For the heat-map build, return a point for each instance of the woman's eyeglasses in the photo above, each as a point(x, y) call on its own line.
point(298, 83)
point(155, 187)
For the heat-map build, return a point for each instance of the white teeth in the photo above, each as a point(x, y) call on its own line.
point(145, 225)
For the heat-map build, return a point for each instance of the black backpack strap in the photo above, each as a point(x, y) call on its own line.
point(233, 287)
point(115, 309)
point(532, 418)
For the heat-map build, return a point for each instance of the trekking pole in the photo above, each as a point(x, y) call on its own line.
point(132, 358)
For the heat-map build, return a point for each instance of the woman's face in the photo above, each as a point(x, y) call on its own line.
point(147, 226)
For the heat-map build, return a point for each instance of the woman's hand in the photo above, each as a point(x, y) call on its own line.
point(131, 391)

==

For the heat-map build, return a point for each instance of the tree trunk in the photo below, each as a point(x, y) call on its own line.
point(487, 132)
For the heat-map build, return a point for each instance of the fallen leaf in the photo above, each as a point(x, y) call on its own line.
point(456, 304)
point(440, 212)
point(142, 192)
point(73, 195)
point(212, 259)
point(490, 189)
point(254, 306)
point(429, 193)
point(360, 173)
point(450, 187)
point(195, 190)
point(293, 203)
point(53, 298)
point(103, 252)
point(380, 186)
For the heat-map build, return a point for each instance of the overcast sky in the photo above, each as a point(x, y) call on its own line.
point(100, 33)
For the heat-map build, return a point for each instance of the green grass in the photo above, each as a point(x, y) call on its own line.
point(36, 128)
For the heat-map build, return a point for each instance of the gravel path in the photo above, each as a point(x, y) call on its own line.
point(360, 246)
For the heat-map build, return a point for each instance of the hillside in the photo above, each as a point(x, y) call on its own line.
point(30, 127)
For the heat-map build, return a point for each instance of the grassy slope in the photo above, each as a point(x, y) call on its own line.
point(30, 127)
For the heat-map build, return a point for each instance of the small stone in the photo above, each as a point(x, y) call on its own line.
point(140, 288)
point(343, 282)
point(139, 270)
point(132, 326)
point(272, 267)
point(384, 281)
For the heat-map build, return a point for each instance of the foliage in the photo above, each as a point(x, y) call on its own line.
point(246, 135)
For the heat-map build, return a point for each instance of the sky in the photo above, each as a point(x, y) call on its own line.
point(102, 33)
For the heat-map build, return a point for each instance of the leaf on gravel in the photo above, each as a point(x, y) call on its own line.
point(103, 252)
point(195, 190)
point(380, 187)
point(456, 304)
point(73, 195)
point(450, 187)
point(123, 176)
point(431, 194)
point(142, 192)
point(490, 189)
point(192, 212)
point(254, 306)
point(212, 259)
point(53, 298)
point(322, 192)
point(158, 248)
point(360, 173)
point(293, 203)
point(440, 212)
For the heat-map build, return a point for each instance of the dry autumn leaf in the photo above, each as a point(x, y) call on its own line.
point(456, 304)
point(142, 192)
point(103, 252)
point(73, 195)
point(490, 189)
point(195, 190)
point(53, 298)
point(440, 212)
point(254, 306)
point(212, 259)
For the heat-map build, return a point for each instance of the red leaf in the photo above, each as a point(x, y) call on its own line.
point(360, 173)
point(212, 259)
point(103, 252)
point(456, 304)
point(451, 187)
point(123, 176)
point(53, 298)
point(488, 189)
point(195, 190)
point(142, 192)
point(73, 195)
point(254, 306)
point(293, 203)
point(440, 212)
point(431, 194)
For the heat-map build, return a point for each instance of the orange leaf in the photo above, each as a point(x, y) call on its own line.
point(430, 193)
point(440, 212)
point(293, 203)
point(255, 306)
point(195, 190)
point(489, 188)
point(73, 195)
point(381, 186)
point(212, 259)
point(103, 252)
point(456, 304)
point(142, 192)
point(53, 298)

---

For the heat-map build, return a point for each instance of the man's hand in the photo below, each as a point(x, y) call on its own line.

DO THIS
Please pull every line from the material above that contains the word "below", and copy each of those lines in full.

CORRECT RESPONSE
For the heat-map build, return a point for each instance of the tree trunk in the photo below, each as a point(x, y) call on its own line.
For the heat-map build, return a point for each instance of the man's hand in the photo below, each as a point(x, y) call on its own line.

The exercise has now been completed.